**Task description:**
What lines of the data hold the string "checkered"? Copy them all.

[Dataset entries]
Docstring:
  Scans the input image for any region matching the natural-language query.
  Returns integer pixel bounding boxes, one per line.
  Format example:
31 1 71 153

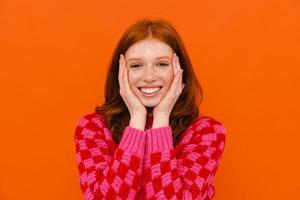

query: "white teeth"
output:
140 87 161 94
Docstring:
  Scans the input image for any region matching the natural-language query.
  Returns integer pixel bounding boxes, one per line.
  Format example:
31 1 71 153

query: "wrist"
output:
130 115 146 131
152 113 169 128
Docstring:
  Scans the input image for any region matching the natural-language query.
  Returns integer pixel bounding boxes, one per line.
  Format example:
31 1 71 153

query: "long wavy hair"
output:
95 18 203 146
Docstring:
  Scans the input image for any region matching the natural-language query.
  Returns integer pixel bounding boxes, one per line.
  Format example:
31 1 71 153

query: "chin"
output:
142 101 158 107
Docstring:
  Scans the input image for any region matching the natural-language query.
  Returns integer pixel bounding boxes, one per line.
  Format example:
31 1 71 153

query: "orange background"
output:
1 0 299 199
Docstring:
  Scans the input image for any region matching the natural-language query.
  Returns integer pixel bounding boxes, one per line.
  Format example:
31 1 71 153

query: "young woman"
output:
74 19 226 200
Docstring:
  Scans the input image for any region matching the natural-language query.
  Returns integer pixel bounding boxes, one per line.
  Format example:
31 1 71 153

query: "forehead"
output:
125 39 173 61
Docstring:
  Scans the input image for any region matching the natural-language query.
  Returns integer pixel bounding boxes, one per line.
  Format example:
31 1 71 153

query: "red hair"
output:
95 18 203 146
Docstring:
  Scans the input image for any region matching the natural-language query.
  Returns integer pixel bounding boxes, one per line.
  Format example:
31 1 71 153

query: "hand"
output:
118 54 147 118
153 53 185 117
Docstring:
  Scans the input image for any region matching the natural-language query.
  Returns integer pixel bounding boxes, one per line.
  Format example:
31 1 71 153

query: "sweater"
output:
74 112 226 200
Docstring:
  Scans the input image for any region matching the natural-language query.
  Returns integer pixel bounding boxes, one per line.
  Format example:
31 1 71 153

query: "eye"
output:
158 62 169 67
130 64 141 68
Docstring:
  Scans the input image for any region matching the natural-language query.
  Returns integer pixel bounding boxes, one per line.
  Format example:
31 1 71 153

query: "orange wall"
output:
1 0 299 199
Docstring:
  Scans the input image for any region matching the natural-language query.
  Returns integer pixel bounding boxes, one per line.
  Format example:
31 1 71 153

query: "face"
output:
125 38 174 108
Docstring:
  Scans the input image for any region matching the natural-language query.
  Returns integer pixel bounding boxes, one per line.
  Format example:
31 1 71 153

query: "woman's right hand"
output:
118 54 147 119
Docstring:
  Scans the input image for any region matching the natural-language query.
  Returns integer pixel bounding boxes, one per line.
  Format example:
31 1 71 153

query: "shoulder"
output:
74 112 110 140
177 114 227 146
191 115 227 150
191 114 227 135
75 112 105 128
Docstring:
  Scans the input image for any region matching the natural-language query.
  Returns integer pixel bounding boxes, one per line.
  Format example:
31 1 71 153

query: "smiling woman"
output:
74 18 227 200
125 39 174 109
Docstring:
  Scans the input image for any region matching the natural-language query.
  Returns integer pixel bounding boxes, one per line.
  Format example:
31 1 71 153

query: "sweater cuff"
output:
119 126 146 157
145 126 174 153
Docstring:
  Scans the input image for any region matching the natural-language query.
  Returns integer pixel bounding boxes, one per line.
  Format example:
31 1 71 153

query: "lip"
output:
139 87 162 97
138 85 162 89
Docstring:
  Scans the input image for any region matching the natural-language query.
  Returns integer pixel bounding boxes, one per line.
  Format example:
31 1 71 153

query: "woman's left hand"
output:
153 53 185 117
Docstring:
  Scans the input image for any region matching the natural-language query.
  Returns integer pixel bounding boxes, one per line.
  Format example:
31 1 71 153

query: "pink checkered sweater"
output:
74 112 226 200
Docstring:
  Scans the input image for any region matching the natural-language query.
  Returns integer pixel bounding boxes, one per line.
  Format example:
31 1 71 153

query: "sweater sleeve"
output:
74 115 146 200
142 117 226 200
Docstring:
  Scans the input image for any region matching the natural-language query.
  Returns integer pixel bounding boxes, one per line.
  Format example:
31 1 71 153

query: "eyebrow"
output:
127 56 171 62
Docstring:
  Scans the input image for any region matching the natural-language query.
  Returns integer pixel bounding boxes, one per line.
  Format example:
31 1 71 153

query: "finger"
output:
175 54 181 70
122 55 132 95
175 55 184 87
118 54 121 80
169 69 183 95
118 54 124 94
176 69 184 89
121 54 127 94
179 69 183 84
172 53 178 76
180 70 184 89
177 70 184 94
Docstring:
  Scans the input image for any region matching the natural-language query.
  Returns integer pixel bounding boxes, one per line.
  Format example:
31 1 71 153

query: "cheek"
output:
128 73 138 87
164 73 174 86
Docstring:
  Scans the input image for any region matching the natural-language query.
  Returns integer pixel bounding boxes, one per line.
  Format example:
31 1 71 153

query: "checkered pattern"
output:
142 117 226 200
74 112 226 200
74 114 146 200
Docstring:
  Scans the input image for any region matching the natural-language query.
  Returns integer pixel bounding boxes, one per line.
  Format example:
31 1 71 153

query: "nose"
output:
143 66 157 82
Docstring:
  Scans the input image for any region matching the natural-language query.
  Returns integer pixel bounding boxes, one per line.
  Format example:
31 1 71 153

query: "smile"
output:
138 87 162 97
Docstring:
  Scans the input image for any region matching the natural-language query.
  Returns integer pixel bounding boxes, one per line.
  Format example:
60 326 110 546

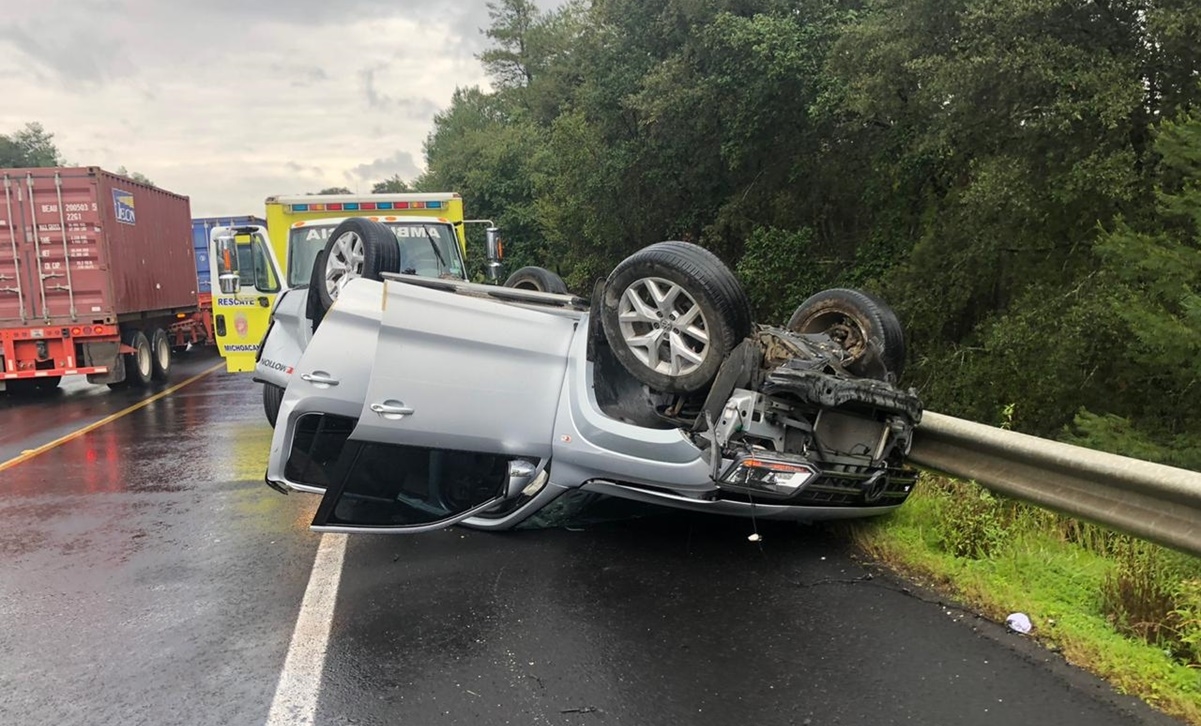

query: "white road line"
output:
266 533 348 726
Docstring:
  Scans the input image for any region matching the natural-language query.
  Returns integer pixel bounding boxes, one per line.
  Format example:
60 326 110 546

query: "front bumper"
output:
581 479 905 521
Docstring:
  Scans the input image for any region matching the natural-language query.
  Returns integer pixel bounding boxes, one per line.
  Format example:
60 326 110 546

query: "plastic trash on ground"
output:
1006 612 1032 634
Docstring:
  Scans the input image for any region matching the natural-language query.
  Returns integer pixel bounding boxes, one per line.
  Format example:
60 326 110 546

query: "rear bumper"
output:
2 366 108 379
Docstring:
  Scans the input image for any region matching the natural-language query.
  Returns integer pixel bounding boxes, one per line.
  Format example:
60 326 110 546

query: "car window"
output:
233 233 280 293
251 234 281 292
317 441 508 527
390 223 464 279
285 414 356 488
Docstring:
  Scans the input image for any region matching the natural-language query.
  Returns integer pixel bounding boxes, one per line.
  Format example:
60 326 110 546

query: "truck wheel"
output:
315 218 401 314
263 383 284 428
123 329 154 388
150 328 172 381
600 241 752 394
503 266 569 294
787 288 906 381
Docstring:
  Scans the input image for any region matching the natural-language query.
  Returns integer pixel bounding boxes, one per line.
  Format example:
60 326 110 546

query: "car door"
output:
309 439 515 533
310 277 580 533
266 278 384 493
210 225 285 373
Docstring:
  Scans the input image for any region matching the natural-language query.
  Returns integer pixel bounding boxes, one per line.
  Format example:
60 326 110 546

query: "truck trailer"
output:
0 167 198 392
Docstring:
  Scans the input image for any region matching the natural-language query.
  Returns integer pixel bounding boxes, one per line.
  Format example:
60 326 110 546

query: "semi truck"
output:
0 167 198 392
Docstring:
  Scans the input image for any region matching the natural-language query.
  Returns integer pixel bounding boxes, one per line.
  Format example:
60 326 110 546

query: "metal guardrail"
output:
908 411 1201 557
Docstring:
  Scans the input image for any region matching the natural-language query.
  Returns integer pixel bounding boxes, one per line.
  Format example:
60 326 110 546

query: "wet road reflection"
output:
0 350 222 464
0 353 319 726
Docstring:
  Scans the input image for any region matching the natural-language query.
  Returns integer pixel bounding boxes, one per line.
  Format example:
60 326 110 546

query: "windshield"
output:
217 231 280 293
287 221 464 287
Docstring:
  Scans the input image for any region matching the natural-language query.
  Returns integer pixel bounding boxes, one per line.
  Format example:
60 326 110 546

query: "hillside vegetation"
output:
418 0 1201 468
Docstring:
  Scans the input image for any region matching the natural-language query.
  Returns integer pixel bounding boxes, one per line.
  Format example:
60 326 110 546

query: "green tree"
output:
412 0 1201 464
314 186 352 194
372 175 410 193
115 165 153 185
478 0 541 88
0 122 64 167
1062 115 1201 468
420 87 547 278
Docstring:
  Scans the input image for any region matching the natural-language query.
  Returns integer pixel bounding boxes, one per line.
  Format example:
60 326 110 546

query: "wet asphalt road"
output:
0 350 1185 726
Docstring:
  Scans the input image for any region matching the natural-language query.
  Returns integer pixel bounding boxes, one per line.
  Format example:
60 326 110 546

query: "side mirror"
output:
484 226 504 282
214 234 241 294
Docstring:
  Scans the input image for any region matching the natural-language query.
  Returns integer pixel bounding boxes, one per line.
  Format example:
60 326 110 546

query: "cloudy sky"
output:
0 0 513 216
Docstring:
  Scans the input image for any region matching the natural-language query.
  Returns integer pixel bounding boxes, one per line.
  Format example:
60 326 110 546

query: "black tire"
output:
503 266 569 294
315 218 401 314
653 240 754 337
859 290 906 380
306 248 329 332
150 328 172 382
122 329 154 388
263 383 284 428
601 241 752 393
787 288 906 381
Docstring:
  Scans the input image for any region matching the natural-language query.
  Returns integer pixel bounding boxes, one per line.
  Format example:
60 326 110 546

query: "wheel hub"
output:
617 277 710 377
324 231 366 301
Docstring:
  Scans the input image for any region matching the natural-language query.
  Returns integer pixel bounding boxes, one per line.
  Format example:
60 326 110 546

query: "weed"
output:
1171 580 1201 665
1100 537 1181 647
936 482 1005 559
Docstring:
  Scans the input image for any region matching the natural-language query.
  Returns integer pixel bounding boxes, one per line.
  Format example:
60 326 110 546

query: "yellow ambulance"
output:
263 192 467 288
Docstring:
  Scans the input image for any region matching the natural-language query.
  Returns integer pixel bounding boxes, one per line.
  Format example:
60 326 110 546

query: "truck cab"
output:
209 224 285 372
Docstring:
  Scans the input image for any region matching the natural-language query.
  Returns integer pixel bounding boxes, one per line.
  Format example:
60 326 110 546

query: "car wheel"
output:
503 266 569 294
306 248 329 332
150 328 172 381
859 290 907 380
315 218 401 314
263 383 284 428
123 329 154 388
787 288 906 381
601 241 752 393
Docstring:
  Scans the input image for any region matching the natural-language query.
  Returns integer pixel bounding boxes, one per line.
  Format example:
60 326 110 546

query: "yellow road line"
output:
0 361 225 473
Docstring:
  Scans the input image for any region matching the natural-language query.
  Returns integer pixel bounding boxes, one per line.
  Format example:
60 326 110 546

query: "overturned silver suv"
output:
255 218 922 534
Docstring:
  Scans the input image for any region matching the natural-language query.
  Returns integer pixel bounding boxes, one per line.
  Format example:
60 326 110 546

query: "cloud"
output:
347 152 423 185
285 161 325 176
0 21 133 86
0 0 539 214
360 64 392 109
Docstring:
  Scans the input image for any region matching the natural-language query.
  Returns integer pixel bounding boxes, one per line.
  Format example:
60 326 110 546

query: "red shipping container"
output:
0 166 197 328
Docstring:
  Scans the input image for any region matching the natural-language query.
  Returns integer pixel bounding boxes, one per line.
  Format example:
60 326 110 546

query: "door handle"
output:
370 400 415 419
301 371 339 386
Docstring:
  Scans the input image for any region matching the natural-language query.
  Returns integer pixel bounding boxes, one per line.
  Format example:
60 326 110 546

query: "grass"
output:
849 474 1201 724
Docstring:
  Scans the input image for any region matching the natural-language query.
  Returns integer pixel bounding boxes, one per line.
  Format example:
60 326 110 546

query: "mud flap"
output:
84 341 124 384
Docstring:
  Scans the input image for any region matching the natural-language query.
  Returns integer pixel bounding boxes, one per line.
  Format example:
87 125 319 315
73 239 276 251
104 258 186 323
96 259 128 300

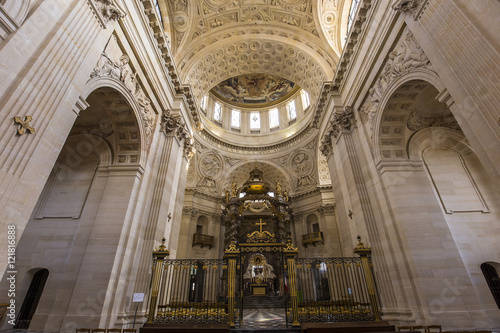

**Output for this exercise:**
query: "pink checkered sweater"
query: "checkered pattern"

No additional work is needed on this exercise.